━━━━━ Information supplied

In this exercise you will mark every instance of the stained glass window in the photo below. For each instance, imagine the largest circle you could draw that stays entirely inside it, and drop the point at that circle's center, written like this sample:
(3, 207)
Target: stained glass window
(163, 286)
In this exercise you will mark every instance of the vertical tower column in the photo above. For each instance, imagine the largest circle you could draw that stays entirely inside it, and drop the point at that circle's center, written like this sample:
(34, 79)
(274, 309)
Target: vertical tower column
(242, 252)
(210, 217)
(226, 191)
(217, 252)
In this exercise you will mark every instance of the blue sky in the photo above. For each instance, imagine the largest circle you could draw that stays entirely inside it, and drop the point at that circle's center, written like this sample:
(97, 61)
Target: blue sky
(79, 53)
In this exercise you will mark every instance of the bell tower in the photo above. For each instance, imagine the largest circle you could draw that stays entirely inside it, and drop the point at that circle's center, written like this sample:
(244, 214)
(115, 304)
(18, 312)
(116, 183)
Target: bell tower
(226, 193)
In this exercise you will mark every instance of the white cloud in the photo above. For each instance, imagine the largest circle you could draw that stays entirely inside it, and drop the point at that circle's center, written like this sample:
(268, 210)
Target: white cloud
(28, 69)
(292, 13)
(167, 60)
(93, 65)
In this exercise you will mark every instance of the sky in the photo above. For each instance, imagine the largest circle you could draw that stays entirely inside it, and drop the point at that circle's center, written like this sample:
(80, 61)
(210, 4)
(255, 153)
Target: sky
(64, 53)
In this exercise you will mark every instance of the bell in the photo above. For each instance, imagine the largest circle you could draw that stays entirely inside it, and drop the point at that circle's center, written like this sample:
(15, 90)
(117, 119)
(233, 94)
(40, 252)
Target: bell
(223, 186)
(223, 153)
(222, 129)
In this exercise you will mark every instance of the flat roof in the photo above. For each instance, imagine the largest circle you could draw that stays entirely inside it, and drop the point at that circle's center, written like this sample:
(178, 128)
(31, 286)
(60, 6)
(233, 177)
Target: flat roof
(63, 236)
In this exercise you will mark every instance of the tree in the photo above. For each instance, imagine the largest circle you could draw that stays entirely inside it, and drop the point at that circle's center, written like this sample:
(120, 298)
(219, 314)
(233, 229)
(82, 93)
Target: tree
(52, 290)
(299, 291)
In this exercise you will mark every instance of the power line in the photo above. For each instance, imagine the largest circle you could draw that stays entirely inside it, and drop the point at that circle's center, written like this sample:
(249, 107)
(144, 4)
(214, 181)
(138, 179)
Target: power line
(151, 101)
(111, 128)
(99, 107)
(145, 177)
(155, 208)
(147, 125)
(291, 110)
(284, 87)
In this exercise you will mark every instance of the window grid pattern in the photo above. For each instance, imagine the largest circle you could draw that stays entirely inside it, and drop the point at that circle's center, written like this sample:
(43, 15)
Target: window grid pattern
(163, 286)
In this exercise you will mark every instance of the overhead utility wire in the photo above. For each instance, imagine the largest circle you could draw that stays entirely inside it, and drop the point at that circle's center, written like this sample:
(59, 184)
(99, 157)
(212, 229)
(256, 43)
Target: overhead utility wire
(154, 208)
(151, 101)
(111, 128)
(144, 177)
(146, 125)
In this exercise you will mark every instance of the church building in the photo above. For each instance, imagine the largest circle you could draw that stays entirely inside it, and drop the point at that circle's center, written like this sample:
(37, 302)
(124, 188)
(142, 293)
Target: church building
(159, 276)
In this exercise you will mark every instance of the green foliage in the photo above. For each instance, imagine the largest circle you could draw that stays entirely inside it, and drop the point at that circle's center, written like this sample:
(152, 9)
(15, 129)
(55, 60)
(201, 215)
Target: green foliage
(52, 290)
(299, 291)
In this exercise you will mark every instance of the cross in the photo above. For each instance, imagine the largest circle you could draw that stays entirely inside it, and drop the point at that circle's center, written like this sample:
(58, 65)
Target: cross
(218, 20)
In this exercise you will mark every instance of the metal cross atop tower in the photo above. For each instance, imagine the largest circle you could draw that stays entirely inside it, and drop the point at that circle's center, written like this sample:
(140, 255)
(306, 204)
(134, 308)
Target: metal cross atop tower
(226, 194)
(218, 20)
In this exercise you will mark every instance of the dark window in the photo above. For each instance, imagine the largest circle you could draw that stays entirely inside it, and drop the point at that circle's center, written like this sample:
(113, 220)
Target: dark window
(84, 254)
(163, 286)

━━━━━━━━━━

• Aim of the task: Set all of the entries down again, exactly as they were given.

• Exercise solution:
In this exercise you will mark every instance of the stained glass window in the photo below. For each instance, imagine the largest circle you could draw that stays entirely inside it, and drop the point at that circle's center, written like this sample:
(3, 207)
Target: stained glass window
(163, 286)
In this exercise you will mark every instance of the vertical tower column in the photo above. For each instance, imagine the largest circle you could draw that stays entirely inside it, and drop the point at that circle's center, written like this sample:
(34, 79)
(274, 309)
Target: vertical tower column
(242, 252)
(210, 217)
(226, 191)
(217, 252)
In this exercise you will mark every instance of the blue sky in the photo above. For each instance, imagine the largest circle you could draw that stays entirely inside it, and drop the point at that circle's center, written like this sample:
(97, 61)
Target: blue sky
(79, 53)
In this exercise you will mark every instance of the bell tower in the photo above. For each instance, imagine the largest circle you could draw that stays entirely inside it, and drop the point at that circle's center, written like this sample:
(244, 214)
(115, 304)
(18, 312)
(116, 183)
Target: bell tower
(226, 193)
In this exercise you will mark every instance of the white cloud in the photo above. For each instance, imagine the largest circle you could draw that stays entirely inside it, and drop the point at that circle's center, written like this sample:
(268, 210)
Target: white cloud
(28, 69)
(292, 13)
(167, 60)
(93, 65)
In this exercise you will mark every instance of the sky in the photo above. For each instance, imagine the largest circle you could draw that stays entirely inside it, and drop the point at that circle's center, written like this sample:
(80, 61)
(210, 4)
(255, 153)
Target: sky
(64, 53)
In this exercise you will mark every instance of the bell in the photo above. For each instance, imagine the largest circle you could draw that stays entirely inside it, and drop the point at that circle's center, written like this sample:
(15, 90)
(117, 119)
(233, 94)
(40, 252)
Target: bell
(223, 186)
(223, 153)
(222, 129)
In this exercise you will mark every instance of the flat roof in the photo above. For each instance, imagine the largest circle you could draw that stays entirely inside it, and drop the point at that circle's center, written like this sample:
(178, 128)
(31, 286)
(60, 6)
(233, 177)
Target: flat roof
(63, 236)
In this exercise you will mark every instance of the tree in the photo above. For each instance, imagine the largest circle you could draw that stays entirely inside it, and drop the point at that circle's center, written like this sample:
(120, 298)
(219, 314)
(233, 229)
(82, 93)
Target: tree
(52, 290)
(299, 291)
In this exercise you will mark every instance of the power line in the photo above. For each instance, imagine the largest circle you could draw that stays entirely inside it, and drop the point at that circle's center, written like this sample:
(249, 107)
(144, 4)
(214, 181)
(138, 179)
Target: power line
(151, 101)
(111, 128)
(99, 107)
(145, 177)
(155, 208)
(147, 125)
(291, 110)
(284, 87)
In this exercise you will mark every instance of the window grid pattern in the photo above. For each instance, imagine the largest circle you could draw that stays entirely inside it, and drop the point at that circle's center, written like this sample:
(43, 15)
Target: window grid pattern
(163, 286)
In this exercise you will mark every instance of the overhead utility wire in the photo above. For each instance, imagine the largest circle you could draw that stays entirely inside it, and drop the point at that circle's center, written like this sample:
(59, 184)
(99, 157)
(212, 229)
(256, 43)
Target: overhead utility wire
(154, 208)
(151, 101)
(111, 128)
(144, 177)
(146, 125)
In this exercise you will mark every instance of the church building in the photo above. For each instance, imagine the largest circle you could draw that stays entirely inside it, and drop the point at that circle's center, written like this sample:
(37, 302)
(124, 188)
(142, 293)
Target: church building
(159, 276)
In this exercise you will mark every instance of the green foliage in the photo above. For each instance, imagine the largest circle you could draw that stays entirely inside it, and drop the point at that circle's center, written like this sample:
(152, 9)
(15, 129)
(55, 60)
(201, 215)
Target: green foliage
(52, 290)
(299, 291)
In this exercise you will mark every instance of the cross in the photo above. For each instance, imagine the largest circle you could draw that stays entirely inside it, and drop the point at that circle's center, written like this sample:
(58, 65)
Target: cross
(218, 20)
In this exercise you will mark every instance of the metal cross atop tower in the photo above. For each instance, imagine the largest circle you could draw that stays entirely inside it, and drop the point at that circle's center, written like this sample:
(140, 255)
(306, 204)
(134, 308)
Target: metal cross atop tower
(226, 194)
(218, 20)
In this exercise you will mark every instance of the dark window in the photo above. For each instance, imagine the largest circle you could draw that stays entirely inside it, and drop the point at that circle's center, written like this sample:
(113, 220)
Target: dark window
(84, 254)
(163, 286)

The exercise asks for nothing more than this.